* [Tarefa] No trecho sobre o niilismo em Nietzsche e a arte, que nome recebe o niilismo descrito como sinal de declínio e enfraquecimento da vida?

* [Trecho do texto]
────────────────
Desvalorizar todos os valores tem para Nietzsche dois significados opostos: existe o niilismo que corresponde ao enriquecimento da liberdade intelectual, à afirmação da vida, niilismo activo que derruba os limites; e outro, sinal de declínio e enfraquecimento da vida, o niilismo passivo. São estas duas formas que permitem distinguir hoje o artista do espectador. Entrevemos que o niilismo no seu extremo abre para o eterno retorno do mesmo, e entra na zona em que a sua superação se torna possível: o tremendo e eterno Sim a todas as coisas como elas são, essas “coisas verdadeiras”. Aqui emerge o rosto de Gaia Ciência, aquele que consegue reverter a queda abissal no gozo supremo.

No Dogma a penetração da arte dispensa já todo o artista, germina organismo com vida própria, que se reproduz à semelhança das bactérias. A Arte ao atravessar o seu nada, a sua morte, invoca o evento da liberdade viva. Percebemos agora que o artista e o espectador foram apenas estados de consciência preliminar, hospedeiros parasitados, e o mundo transmutado em obra de arte pode nascer de si mesmo, autónomo, análoga admiração, longe da Disneylândia da representação. O mundo transforma-se em evento não porque acontece algo de especial, mas porque sei sentir esse acontecer como algo que sucede para mim. O Dogma em vez de ficar preso à polaridade entre interno e externo, entre subjectividade e mundo objectivo, inventa a resposta que permite estabelecer, de forma positiva, um procedimento que quer transpessoal, processo que está para além de mim como espectador ou criador, refinada mistura entre acção e contemplação. Deste modo a fulguração renasce em todo lado, pois o artifício último reside no cerne do verdadeiro. O princípio do artifício explica o fundamento da realidade e a lei do prazer, mas neste vigora a confidência e só os membros da confraria o conhecem e experimentam, utopia cumprida, manancial secreto apenas visível na noite, e que por isso mesmo se deve manter oculto, sob pena de reabrir a divisão diante da luz.
────────────────
* [Entradas selecionadas]
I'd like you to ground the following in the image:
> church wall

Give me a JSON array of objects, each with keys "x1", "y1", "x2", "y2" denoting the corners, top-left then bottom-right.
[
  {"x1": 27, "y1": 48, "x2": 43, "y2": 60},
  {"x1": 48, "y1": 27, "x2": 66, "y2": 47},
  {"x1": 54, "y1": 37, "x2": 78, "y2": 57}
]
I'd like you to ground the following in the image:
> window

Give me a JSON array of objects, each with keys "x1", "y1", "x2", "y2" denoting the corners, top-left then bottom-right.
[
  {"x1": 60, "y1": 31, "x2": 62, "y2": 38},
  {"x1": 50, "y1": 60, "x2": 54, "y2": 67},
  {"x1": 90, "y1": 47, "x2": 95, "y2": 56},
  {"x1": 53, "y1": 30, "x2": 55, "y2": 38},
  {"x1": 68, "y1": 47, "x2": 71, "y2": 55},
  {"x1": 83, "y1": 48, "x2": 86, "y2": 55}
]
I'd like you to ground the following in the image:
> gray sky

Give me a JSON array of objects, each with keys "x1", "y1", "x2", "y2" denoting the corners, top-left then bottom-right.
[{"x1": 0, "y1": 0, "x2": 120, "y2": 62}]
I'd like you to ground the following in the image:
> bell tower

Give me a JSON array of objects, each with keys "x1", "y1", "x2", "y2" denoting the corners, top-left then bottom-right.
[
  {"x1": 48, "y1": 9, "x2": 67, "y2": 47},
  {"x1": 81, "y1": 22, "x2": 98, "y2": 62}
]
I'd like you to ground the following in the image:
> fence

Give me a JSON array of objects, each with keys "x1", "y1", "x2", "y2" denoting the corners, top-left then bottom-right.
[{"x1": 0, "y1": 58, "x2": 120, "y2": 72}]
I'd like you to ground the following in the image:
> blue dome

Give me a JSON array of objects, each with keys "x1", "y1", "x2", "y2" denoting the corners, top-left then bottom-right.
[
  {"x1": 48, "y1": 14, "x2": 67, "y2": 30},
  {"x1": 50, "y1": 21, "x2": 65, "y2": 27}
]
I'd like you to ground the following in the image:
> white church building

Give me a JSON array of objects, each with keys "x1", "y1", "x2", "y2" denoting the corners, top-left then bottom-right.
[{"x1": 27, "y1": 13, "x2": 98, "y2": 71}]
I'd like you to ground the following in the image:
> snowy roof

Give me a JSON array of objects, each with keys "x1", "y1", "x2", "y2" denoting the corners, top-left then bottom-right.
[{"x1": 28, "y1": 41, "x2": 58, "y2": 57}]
────────────────
* [Resposta final] Niilismo passivo.